— BEGIN Material provided —

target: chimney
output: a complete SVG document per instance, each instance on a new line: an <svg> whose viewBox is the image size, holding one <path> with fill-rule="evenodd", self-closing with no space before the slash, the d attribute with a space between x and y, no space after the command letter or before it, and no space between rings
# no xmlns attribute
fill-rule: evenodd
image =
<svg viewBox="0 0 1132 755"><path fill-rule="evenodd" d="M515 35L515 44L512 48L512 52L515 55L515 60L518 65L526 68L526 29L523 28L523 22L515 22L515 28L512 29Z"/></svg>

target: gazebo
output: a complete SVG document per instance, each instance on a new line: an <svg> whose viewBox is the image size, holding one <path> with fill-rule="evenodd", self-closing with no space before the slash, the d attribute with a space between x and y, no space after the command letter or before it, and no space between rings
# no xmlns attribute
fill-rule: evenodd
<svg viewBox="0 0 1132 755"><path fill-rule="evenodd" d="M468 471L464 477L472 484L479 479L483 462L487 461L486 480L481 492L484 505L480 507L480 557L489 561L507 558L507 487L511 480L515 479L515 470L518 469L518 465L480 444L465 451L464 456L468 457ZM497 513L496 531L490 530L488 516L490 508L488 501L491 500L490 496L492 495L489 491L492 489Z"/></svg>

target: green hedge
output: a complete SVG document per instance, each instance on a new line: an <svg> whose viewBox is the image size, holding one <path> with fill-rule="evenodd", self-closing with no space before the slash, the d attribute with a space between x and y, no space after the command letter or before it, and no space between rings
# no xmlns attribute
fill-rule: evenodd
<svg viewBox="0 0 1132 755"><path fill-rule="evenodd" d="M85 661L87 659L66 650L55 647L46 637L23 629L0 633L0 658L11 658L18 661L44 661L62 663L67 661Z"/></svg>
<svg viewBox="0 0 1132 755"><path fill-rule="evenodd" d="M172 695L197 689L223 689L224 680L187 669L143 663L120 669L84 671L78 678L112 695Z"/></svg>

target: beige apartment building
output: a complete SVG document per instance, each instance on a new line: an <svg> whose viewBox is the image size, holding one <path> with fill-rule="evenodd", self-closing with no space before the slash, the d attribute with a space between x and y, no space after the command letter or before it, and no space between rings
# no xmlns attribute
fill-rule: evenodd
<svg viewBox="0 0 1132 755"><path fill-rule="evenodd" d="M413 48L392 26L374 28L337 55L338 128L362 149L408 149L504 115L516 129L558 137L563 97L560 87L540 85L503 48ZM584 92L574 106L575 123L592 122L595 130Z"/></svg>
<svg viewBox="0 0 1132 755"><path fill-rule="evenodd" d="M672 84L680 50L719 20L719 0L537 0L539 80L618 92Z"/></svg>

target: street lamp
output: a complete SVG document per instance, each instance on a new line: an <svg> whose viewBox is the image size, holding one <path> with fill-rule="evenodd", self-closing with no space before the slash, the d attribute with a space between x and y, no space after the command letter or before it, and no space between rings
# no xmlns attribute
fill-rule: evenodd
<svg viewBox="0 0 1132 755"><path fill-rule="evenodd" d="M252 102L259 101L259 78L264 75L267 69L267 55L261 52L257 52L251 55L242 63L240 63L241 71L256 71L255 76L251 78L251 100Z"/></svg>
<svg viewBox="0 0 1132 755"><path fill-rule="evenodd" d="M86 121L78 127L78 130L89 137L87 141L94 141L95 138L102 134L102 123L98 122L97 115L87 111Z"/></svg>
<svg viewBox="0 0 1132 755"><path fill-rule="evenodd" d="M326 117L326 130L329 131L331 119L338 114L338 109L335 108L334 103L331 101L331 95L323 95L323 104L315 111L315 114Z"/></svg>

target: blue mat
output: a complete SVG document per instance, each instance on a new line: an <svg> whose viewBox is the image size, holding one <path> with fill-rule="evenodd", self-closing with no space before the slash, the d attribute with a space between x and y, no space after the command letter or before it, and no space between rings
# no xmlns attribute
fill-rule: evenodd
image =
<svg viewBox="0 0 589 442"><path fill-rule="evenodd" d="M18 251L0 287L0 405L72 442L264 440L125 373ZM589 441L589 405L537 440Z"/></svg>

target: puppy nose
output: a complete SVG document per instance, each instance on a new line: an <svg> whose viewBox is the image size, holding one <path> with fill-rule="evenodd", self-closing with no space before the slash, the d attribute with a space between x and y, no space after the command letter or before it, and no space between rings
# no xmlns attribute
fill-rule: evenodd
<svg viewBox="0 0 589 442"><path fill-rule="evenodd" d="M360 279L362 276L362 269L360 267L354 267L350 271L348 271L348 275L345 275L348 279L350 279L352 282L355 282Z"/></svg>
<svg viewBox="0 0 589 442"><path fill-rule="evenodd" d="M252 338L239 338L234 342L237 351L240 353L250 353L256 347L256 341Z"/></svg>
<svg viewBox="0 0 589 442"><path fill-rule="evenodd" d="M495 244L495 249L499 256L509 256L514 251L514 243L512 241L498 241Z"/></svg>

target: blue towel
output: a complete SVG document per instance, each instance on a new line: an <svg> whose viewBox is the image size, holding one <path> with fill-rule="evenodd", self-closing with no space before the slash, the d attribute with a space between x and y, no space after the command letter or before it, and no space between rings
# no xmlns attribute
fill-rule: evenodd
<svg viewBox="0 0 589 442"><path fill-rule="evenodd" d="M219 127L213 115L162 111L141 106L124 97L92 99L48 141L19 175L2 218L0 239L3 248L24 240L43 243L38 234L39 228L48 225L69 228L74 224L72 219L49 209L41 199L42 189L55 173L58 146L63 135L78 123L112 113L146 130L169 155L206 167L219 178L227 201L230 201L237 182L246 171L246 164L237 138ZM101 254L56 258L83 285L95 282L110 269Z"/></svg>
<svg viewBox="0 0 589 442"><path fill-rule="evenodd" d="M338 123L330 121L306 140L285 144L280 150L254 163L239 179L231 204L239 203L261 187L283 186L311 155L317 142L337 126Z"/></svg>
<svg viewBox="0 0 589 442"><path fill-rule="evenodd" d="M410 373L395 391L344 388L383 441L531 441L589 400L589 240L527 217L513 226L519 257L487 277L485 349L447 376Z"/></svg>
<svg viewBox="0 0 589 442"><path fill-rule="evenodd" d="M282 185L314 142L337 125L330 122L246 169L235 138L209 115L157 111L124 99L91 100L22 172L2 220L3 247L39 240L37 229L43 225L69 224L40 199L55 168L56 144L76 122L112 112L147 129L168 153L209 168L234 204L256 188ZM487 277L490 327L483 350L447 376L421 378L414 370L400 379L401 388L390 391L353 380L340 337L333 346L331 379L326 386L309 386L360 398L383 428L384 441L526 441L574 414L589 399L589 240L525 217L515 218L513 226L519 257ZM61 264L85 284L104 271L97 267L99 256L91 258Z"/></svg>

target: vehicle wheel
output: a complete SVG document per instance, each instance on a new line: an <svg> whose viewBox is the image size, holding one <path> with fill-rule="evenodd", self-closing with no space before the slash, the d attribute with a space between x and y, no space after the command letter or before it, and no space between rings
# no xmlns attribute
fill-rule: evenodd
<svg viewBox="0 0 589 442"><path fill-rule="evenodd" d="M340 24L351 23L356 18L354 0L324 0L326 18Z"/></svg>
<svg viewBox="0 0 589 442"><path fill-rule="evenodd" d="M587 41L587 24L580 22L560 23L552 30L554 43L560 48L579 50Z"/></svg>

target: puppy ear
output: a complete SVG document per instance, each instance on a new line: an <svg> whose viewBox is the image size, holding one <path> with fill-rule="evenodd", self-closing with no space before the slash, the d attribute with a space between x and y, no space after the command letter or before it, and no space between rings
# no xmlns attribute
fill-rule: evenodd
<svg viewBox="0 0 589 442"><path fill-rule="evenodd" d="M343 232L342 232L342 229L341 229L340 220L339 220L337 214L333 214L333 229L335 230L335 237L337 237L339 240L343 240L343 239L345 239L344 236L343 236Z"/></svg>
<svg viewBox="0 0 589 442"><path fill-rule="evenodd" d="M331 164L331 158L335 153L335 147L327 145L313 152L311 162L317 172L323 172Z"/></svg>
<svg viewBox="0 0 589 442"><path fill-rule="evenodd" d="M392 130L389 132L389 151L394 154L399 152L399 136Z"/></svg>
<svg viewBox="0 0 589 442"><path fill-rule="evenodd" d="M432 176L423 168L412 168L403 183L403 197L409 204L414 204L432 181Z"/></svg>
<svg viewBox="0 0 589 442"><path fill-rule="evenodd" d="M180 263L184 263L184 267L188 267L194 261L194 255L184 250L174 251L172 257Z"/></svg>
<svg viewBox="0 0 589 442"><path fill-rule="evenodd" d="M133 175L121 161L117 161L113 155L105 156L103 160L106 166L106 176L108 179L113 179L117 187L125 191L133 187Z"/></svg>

— END Material provided —

> **Work to be completed**
Identify every line in the material above that contains the string "target", and copy each of those lines.

> **The result**
target: chimney
target: gazebo
target: green hedge
target: beige apartment building
target: street lamp
target: blue mat
target: puppy nose
target: blue towel
target: vehicle wheel
target: puppy ear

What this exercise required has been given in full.